* [WORK REQUEST]: In the data, find the word "door" and copy out every line that has it.

* [MATERIAL FOR THIS EXERCISE]:
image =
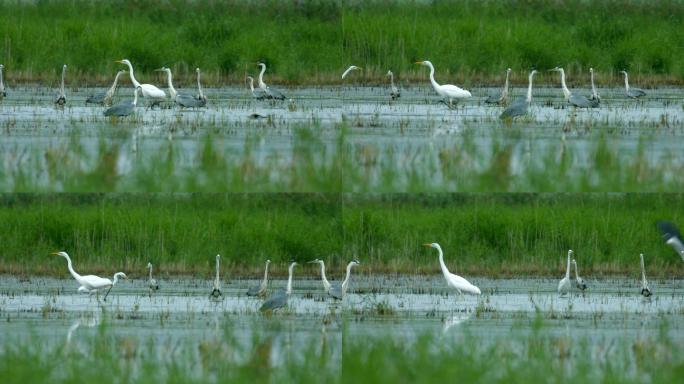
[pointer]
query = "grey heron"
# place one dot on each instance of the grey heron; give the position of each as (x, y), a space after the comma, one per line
(645, 290)
(125, 108)
(520, 106)
(272, 92)
(259, 93)
(200, 95)
(60, 99)
(337, 291)
(454, 281)
(89, 282)
(182, 99)
(279, 299)
(260, 290)
(447, 91)
(326, 283)
(578, 101)
(503, 98)
(564, 285)
(595, 98)
(105, 98)
(148, 91)
(672, 236)
(152, 283)
(633, 93)
(3, 93)
(579, 282)
(394, 91)
(216, 289)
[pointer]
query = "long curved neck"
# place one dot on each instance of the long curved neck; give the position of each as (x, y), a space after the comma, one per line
(566, 91)
(529, 89)
(71, 268)
(130, 72)
(289, 279)
(262, 85)
(345, 283)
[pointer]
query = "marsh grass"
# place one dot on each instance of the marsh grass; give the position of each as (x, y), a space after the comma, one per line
(492, 235)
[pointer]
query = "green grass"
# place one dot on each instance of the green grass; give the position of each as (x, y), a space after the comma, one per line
(487, 235)
(311, 41)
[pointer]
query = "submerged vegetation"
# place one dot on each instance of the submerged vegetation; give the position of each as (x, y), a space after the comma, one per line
(312, 41)
(492, 235)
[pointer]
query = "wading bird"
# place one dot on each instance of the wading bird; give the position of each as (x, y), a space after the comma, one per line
(503, 98)
(124, 108)
(338, 291)
(595, 98)
(633, 93)
(520, 106)
(152, 283)
(645, 290)
(579, 282)
(216, 291)
(260, 290)
(578, 101)
(394, 91)
(447, 91)
(200, 95)
(88, 282)
(672, 236)
(105, 97)
(3, 94)
(350, 69)
(182, 99)
(258, 93)
(454, 281)
(272, 92)
(326, 283)
(60, 99)
(148, 91)
(279, 299)
(564, 285)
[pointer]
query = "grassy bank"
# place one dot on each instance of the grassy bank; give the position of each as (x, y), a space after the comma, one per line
(488, 235)
(311, 42)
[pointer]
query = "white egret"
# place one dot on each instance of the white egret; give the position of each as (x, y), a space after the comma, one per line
(279, 299)
(595, 98)
(61, 96)
(454, 281)
(564, 285)
(351, 68)
(338, 291)
(448, 91)
(645, 290)
(326, 283)
(105, 98)
(259, 93)
(578, 101)
(260, 290)
(272, 92)
(152, 283)
(183, 99)
(216, 291)
(394, 91)
(672, 236)
(633, 93)
(89, 282)
(149, 91)
(125, 108)
(503, 98)
(3, 94)
(520, 106)
(200, 95)
(579, 282)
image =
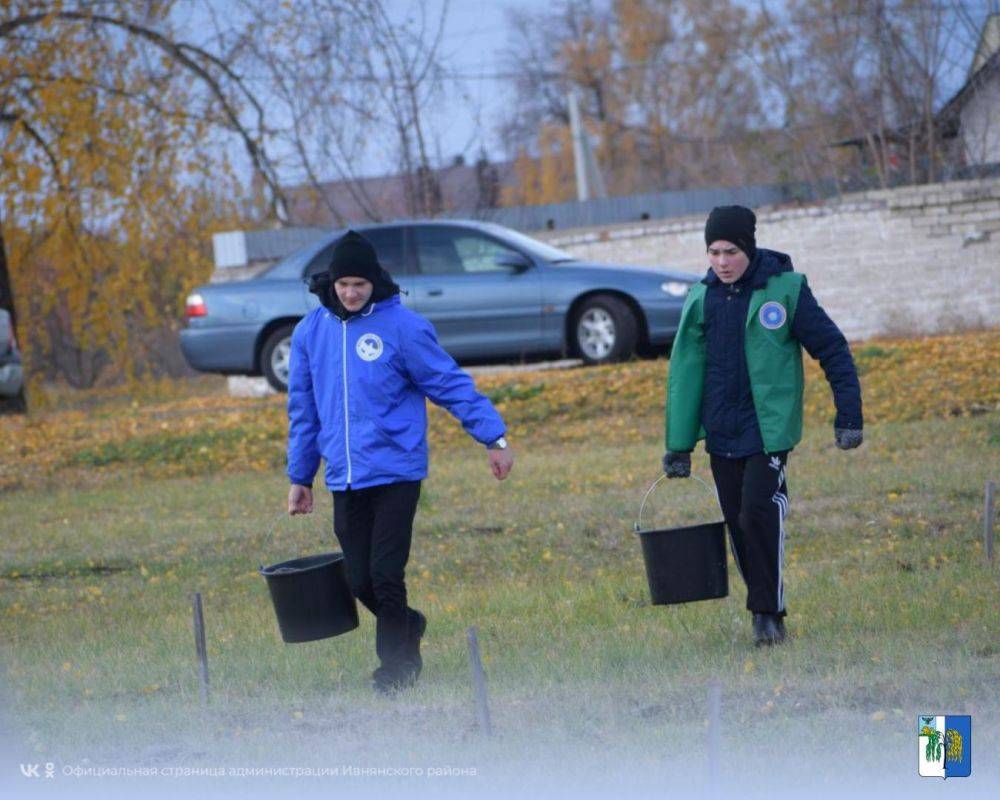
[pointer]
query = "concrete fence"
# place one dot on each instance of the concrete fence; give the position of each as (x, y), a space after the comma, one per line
(912, 260)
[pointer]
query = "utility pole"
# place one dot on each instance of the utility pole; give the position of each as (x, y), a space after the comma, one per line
(589, 182)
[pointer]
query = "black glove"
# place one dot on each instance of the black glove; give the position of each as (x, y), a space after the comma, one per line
(677, 465)
(848, 438)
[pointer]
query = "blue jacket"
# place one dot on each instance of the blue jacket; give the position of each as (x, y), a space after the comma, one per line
(356, 390)
(728, 414)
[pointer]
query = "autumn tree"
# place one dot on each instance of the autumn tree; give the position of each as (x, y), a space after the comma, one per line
(349, 82)
(114, 171)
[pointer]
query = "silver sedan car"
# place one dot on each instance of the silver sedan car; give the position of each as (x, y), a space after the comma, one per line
(491, 293)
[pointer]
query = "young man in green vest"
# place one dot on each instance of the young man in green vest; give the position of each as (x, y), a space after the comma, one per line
(736, 381)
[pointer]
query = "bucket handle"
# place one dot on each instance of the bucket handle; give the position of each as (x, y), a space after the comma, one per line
(273, 526)
(638, 523)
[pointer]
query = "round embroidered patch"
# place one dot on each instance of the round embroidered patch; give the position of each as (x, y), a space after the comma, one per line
(772, 315)
(369, 346)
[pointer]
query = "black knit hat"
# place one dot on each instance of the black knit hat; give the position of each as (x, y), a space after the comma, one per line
(735, 224)
(354, 257)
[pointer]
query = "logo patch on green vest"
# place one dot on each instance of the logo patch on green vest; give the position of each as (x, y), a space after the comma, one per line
(772, 315)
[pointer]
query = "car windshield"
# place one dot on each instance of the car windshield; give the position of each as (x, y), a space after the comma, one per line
(533, 246)
(291, 267)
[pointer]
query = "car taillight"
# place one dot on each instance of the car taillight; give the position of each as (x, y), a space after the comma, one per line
(195, 306)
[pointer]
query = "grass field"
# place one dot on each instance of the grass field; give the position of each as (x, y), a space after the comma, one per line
(893, 612)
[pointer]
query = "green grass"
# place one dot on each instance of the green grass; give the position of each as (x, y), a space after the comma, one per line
(892, 609)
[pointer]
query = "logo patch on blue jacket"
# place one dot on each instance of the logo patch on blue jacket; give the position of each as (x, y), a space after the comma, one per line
(369, 346)
(772, 315)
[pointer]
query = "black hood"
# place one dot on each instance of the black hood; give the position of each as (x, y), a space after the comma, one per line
(321, 285)
(763, 265)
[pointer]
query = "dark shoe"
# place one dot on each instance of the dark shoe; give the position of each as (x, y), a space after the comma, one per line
(768, 629)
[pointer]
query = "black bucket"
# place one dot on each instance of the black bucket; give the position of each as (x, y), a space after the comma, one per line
(311, 597)
(684, 564)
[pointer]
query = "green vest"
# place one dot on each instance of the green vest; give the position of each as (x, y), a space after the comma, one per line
(774, 361)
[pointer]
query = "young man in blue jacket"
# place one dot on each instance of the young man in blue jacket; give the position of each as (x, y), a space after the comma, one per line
(360, 368)
(736, 381)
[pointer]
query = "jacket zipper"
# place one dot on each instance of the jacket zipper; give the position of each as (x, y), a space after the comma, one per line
(347, 425)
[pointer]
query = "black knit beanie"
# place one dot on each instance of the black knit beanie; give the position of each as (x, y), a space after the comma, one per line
(734, 224)
(354, 257)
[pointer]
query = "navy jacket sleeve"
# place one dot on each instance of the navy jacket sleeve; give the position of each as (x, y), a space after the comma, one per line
(437, 375)
(823, 341)
(303, 418)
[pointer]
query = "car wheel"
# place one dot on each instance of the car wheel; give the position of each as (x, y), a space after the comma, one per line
(274, 357)
(604, 330)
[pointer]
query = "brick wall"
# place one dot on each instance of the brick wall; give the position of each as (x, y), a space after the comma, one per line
(918, 259)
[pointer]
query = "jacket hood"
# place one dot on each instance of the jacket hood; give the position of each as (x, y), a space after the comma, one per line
(764, 265)
(321, 285)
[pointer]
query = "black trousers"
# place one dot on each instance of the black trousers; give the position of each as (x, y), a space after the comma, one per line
(375, 527)
(754, 498)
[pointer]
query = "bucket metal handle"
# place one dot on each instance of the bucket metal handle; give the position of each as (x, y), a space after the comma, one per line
(712, 489)
(274, 525)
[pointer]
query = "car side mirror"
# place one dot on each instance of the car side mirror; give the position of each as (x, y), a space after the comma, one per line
(516, 261)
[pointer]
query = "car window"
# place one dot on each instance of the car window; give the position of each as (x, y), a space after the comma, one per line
(291, 267)
(454, 251)
(320, 261)
(388, 244)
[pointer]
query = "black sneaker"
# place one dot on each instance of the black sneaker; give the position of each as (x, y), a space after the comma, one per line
(768, 629)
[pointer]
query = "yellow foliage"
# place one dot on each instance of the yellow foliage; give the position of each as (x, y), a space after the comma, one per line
(109, 199)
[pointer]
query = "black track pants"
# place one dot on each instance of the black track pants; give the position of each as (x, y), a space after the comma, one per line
(375, 527)
(754, 498)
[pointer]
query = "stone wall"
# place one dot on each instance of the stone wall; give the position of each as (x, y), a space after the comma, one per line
(906, 261)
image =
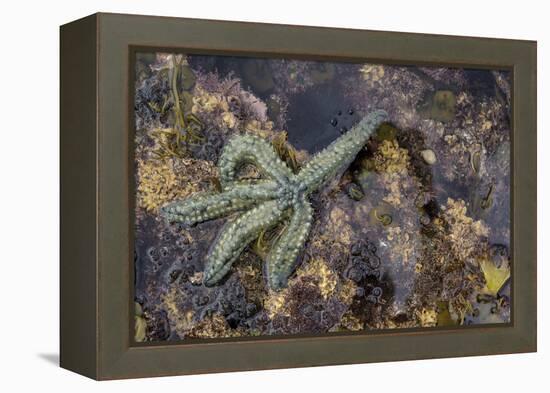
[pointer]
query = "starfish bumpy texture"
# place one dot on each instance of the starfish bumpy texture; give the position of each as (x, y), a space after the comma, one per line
(281, 195)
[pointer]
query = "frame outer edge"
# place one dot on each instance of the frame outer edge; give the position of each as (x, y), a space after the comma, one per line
(118, 358)
(78, 197)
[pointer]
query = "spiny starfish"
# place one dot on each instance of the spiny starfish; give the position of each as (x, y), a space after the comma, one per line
(279, 195)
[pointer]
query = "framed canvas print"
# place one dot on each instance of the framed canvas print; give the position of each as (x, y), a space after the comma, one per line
(239, 196)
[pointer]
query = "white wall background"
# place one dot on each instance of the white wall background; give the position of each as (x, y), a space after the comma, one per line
(29, 193)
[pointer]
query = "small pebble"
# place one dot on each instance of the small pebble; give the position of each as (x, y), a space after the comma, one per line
(429, 156)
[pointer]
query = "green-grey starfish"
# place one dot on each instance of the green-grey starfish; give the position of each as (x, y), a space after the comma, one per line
(280, 195)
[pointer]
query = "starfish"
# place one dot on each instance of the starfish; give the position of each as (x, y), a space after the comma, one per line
(280, 195)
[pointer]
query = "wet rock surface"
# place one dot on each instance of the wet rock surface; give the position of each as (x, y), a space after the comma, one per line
(415, 234)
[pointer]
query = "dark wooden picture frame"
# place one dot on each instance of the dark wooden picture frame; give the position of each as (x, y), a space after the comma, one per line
(97, 191)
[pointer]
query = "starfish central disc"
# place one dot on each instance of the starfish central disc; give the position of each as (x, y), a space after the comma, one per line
(281, 196)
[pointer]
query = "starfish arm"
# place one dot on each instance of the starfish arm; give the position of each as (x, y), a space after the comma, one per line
(256, 151)
(281, 260)
(206, 206)
(235, 236)
(339, 154)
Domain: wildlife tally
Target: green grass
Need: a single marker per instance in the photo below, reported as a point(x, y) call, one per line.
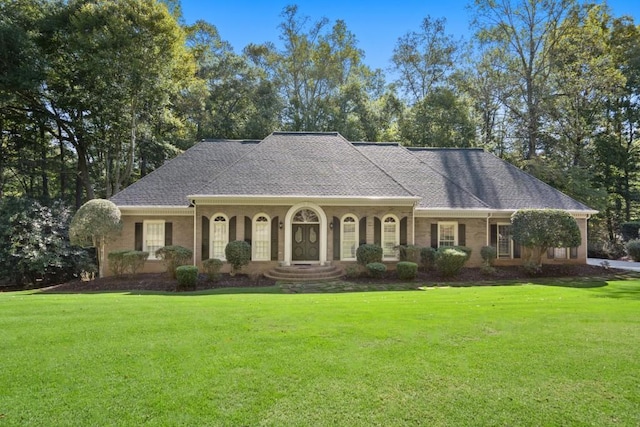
point(501, 355)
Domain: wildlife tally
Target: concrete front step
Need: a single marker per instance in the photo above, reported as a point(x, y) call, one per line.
point(305, 273)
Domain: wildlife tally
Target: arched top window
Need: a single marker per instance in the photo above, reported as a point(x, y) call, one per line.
point(261, 244)
point(349, 237)
point(219, 226)
point(219, 218)
point(306, 216)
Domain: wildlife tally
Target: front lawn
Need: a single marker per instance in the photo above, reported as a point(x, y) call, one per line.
point(501, 355)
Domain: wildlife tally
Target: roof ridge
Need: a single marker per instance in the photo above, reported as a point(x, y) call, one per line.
point(232, 164)
point(380, 168)
point(511, 165)
point(445, 148)
point(446, 178)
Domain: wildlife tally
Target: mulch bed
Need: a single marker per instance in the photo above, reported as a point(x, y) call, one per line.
point(469, 276)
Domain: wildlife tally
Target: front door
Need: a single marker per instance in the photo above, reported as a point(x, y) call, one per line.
point(306, 242)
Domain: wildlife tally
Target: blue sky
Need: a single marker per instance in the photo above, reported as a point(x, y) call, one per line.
point(377, 24)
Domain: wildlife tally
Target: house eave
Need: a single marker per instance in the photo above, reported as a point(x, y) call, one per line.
point(150, 210)
point(275, 200)
point(484, 213)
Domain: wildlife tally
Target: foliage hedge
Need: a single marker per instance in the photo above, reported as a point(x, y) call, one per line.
point(134, 260)
point(368, 253)
point(212, 267)
point(173, 257)
point(187, 276)
point(238, 254)
point(427, 258)
point(407, 270)
point(489, 255)
point(630, 230)
point(34, 243)
point(376, 269)
point(409, 253)
point(633, 249)
point(124, 260)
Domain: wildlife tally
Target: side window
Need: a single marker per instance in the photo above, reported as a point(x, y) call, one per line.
point(503, 240)
point(219, 230)
point(152, 237)
point(261, 242)
point(390, 236)
point(349, 228)
point(447, 234)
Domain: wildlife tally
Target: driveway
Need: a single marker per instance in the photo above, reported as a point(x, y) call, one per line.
point(623, 265)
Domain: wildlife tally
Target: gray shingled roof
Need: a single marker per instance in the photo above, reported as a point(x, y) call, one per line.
point(434, 189)
point(496, 182)
point(327, 165)
point(304, 164)
point(170, 184)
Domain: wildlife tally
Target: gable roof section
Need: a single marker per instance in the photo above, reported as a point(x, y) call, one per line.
point(434, 189)
point(498, 183)
point(170, 184)
point(304, 164)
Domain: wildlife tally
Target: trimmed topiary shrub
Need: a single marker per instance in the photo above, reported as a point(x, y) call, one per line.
point(407, 270)
point(449, 261)
point(134, 260)
point(187, 276)
point(212, 267)
point(173, 257)
point(368, 253)
point(633, 249)
point(489, 255)
point(409, 253)
point(427, 258)
point(467, 250)
point(238, 254)
point(116, 262)
point(630, 230)
point(376, 269)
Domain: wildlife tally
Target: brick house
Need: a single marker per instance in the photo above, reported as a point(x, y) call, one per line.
point(313, 198)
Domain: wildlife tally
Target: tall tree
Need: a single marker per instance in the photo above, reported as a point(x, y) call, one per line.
point(526, 31)
point(319, 74)
point(425, 59)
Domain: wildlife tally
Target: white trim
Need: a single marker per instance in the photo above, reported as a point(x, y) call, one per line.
point(356, 236)
point(455, 231)
point(273, 200)
point(225, 240)
point(157, 210)
point(287, 231)
point(254, 233)
point(482, 213)
point(396, 240)
point(145, 248)
point(498, 224)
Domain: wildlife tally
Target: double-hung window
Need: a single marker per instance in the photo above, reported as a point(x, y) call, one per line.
point(152, 237)
point(261, 238)
point(349, 237)
point(219, 235)
point(447, 234)
point(390, 237)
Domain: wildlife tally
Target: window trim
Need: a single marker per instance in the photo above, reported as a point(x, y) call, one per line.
point(498, 224)
point(396, 241)
point(145, 247)
point(356, 236)
point(225, 240)
point(254, 234)
point(455, 232)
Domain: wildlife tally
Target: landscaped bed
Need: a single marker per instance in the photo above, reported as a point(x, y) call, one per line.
point(468, 276)
point(488, 355)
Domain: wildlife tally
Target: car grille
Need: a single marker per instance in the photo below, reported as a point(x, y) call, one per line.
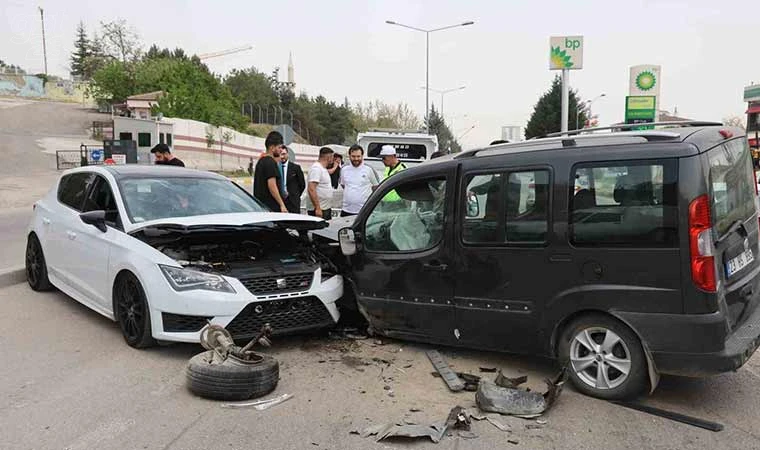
point(179, 323)
point(278, 284)
point(285, 316)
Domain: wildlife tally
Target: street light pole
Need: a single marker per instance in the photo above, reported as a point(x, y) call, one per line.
point(443, 92)
point(427, 55)
point(586, 105)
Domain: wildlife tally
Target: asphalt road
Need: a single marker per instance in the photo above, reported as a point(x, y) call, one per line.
point(26, 170)
point(69, 381)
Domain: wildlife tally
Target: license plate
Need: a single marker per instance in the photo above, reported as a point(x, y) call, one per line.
point(738, 263)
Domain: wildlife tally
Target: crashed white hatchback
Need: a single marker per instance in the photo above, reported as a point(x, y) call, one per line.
point(164, 251)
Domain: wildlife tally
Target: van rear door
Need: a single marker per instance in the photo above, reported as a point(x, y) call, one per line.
point(733, 194)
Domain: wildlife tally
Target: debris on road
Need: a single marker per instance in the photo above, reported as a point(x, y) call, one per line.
point(260, 405)
point(507, 382)
point(689, 420)
point(454, 383)
point(228, 372)
point(518, 402)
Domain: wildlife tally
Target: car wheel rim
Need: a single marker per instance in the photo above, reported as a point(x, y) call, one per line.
point(600, 358)
point(131, 310)
point(33, 263)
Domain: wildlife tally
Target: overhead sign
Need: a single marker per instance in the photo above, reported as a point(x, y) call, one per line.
point(565, 52)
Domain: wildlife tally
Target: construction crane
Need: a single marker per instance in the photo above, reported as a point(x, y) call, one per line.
point(224, 52)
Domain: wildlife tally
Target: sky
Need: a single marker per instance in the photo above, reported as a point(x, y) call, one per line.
point(344, 49)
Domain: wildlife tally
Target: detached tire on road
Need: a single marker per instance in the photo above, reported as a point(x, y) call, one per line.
point(233, 379)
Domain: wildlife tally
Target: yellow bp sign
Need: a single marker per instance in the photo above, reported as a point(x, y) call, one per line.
point(565, 52)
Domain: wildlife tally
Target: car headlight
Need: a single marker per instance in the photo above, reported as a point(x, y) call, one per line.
point(187, 280)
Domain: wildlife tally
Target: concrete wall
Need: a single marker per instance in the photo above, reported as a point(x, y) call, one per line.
point(29, 86)
point(190, 143)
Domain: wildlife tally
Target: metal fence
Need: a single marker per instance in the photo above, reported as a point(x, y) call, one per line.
point(68, 159)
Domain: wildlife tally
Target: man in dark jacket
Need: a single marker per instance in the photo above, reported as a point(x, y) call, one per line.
point(294, 183)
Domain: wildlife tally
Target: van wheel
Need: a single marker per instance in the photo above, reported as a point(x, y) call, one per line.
point(604, 357)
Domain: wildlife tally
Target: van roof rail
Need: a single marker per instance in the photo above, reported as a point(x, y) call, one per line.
point(631, 126)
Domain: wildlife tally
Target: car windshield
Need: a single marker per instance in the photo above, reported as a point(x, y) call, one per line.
point(149, 199)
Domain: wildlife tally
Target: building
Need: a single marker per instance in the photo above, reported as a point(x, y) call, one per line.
point(140, 106)
point(512, 133)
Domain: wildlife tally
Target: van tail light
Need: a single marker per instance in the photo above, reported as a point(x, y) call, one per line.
point(701, 244)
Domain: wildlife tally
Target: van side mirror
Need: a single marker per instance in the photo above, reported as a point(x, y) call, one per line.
point(96, 219)
point(473, 205)
point(347, 239)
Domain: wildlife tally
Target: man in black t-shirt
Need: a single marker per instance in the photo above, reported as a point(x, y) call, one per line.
point(164, 156)
point(267, 179)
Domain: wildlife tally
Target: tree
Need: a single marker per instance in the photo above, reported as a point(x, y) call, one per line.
point(437, 126)
point(382, 115)
point(81, 53)
point(734, 121)
point(547, 115)
point(120, 41)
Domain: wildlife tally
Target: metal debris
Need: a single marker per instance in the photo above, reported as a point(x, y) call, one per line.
point(689, 420)
point(454, 383)
point(507, 382)
point(518, 402)
point(260, 405)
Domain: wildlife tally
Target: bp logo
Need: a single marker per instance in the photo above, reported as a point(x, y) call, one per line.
point(645, 80)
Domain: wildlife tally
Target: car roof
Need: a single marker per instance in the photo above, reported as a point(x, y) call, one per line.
point(125, 171)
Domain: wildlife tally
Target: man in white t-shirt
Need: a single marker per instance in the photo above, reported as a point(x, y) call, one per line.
point(358, 181)
point(320, 186)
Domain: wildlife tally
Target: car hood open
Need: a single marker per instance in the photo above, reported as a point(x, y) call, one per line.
point(297, 222)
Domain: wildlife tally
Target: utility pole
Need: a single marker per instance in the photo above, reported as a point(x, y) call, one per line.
point(44, 45)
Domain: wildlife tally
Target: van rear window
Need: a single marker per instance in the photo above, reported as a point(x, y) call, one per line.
point(731, 184)
point(405, 151)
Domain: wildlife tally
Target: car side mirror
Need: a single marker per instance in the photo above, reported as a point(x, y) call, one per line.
point(347, 239)
point(473, 205)
point(96, 219)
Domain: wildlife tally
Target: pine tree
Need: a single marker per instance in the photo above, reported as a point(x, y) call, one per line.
point(547, 115)
point(82, 52)
point(437, 126)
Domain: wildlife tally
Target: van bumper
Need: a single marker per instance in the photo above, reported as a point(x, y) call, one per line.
point(696, 345)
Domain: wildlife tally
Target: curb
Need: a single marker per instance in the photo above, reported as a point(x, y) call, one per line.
point(14, 275)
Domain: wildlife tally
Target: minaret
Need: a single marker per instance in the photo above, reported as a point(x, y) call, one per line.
point(291, 73)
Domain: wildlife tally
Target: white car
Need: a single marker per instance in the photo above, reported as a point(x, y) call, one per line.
point(164, 251)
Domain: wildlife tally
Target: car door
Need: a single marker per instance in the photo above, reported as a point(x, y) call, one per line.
point(91, 247)
point(402, 274)
point(501, 253)
point(63, 218)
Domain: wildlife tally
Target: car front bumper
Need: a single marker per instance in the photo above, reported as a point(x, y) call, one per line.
point(180, 316)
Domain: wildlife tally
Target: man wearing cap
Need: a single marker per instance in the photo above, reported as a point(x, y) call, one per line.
point(392, 166)
point(164, 156)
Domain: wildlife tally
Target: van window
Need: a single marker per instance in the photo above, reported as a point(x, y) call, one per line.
point(507, 208)
point(731, 184)
point(629, 205)
point(409, 218)
point(405, 151)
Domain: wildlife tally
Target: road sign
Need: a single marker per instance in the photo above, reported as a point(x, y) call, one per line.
point(565, 52)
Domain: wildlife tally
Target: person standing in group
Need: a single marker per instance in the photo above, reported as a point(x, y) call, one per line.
point(335, 170)
point(358, 181)
point(164, 156)
point(392, 167)
point(320, 186)
point(267, 178)
point(293, 183)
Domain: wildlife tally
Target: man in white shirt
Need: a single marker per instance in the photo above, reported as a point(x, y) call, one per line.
point(320, 186)
point(358, 181)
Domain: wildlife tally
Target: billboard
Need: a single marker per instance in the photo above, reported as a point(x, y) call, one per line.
point(565, 52)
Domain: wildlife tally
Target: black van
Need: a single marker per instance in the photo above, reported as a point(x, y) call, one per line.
point(623, 254)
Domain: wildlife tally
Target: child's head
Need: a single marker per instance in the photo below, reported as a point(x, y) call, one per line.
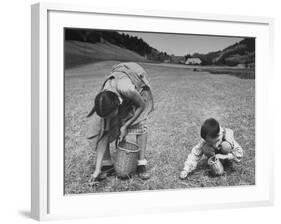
point(106, 104)
point(210, 130)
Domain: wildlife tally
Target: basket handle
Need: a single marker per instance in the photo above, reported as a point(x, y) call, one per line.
point(125, 150)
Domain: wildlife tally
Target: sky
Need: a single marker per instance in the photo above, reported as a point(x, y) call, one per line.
point(182, 44)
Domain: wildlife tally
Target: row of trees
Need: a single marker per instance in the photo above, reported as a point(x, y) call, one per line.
point(123, 40)
point(242, 52)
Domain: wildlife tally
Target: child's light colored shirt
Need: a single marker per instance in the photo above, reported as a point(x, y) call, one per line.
point(197, 151)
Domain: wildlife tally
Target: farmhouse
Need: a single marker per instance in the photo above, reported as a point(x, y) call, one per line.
point(193, 61)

* [EXERCISE RESULT]:
Target: front door
Target: van rear door
Target: car door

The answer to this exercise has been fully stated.